▶ _TEXTE FOURNI_:
---+---
RESF 22 et la section de Saint-Brieuc de la Ligue des droits de l’Homme ont donc décidé de lancer une pétition, qui sera adressée au président du conseil général, Claudy Lebreton, pour lui demander :

  • De ne plus faire pratiquer les tests osseux,
  • Un moratoire sur les expulsions (arrêts de prise en charge) du 1er août, à venir et un retour sur celles déjà arrêtées.
  • De permettre aux jeunes qui le souhaitent de demander l’asile
  • Un hébergement digne pour ces jeunes mineurs et majeurs
  • La possibilité de poursuivre leurs études alors qu’ils ont tous un projet et/ou une orientation.

Vous pouvez télécharger cette pétition ici, la signer et la faire signer (lettre au président du conseil général au recto, tableau de signature au verso). Les pétitions sont à retourner à Ligue des droits de l’Homme, 52 rue des Hauts-Chemins, 22360 Langueux.

 

 

RESF 22

Section de Saint-Brieuc de la Ligue des droits de l’Homme

Alerte ! Mineurs en danger !

Depuis quelques mois, nous constatons un acharnement sur les mineurs étrangers relevant du Conseil Général des Côtes d’Armor.

Monsieur le Président, par la loi du 5 mars 2007, vous devez :

  • prévenir les difficultés que peuvent rencontrer les mineurs privés temporairement ou définitivement de la protection de leur famille
  • et assurer leur prise en charge. Et ce, quelle que soit leur nationalité. L’accueil des mineurs isolés étrangers rentre dans ce cadre.

En tant que Président de l’Assemblée des Départements de France vous n’êtes pas sans savoir qu’un groupe de travail de votre assemblée, piloté par Jean-Louis Tourenne, président (PS) du conseil général d’Ille et Vilaine a fait des propositions au ministère de la justice afin de mieux encadrer l’aspect financier de cette mission obligatoire du Conseil général. Ce rapport de l’ADF met un point d’honneur à ce que les mineurs français et étrangers soient traités de la même façon et en fonction de leurs besoins.

Nous ne comprenons pas la différence entre les positions tenues à Paris et les actions mises en œuvre dans notre département.
---+---
▶ _INFORMATIONS_:

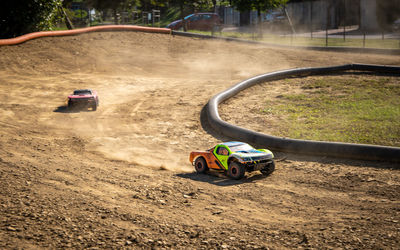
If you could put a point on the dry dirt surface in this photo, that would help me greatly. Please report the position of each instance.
(120, 177)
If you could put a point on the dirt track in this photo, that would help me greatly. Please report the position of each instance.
(120, 176)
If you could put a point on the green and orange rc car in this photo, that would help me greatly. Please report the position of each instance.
(234, 158)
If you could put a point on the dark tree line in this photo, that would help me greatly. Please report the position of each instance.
(18, 17)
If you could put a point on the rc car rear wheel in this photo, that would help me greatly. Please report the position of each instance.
(268, 169)
(200, 165)
(236, 170)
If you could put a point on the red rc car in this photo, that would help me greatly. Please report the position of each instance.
(83, 98)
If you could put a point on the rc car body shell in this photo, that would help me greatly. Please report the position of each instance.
(220, 156)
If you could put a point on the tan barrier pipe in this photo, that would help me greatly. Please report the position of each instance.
(334, 149)
(30, 36)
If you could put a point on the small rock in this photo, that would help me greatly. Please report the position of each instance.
---+---
▶ _CONSIGNES_:
[A] Pour chaque affirmation, dites si elle est conforme au texte fourni en répondant par oui ou par non, et citez exactement les mots du texte qui permettent de trancher.
(i) La pétition sera envoyée à Claudy Lebreton, président du conseil général.
(ii) Les pétitions signées doivent être renvoyées à une adresse à Saint-Brieuc.
(iii) Le groupe de travail de l'Assemblée des Départements de France était dirigé par Jean-Louis Tourenne.
[B] Recopiez mot pour mot le passage du texte fourni qui commence à « RESF 22 et la » et se termine à « et/ou une orientation. ».

▶ _RÉPONSES_:
[A]
(i) Oui : « qui sera adressée au président du conseil général, Claudy Lebreton »
(ii) Non : « Les pétitions sont à retourner à Ligue des droits de l’Homme, 52 rue des Hauts-Chemins, 22360 Langueux. »
(iii) Oui : « piloté par Jean-Louis Tourenne »

[B]
RESF 22 et la section de Saint-Brieuc de la Ligue des droits de l’Homme ont donc décidé de lancer une pétition, qui sera adressée au président du conseil général, Claudy Lebreton, pour lui demander :

  • De ne plus faire pratiquer les tests osseux,
  • Un moratoire sur les expulsions (arrêts de prise en charge) du 1er août, à venir et un retour sur celles déjà arrêtées.
  • De permettre aux jeunes qui le souhaitent de demander l’asile
  • Un hébergement digne pour ces jeunes mineurs et majeurs
  • La possibilité de poursuivre leurs études alors qu’ils ont tous un projet et/ou une orientation.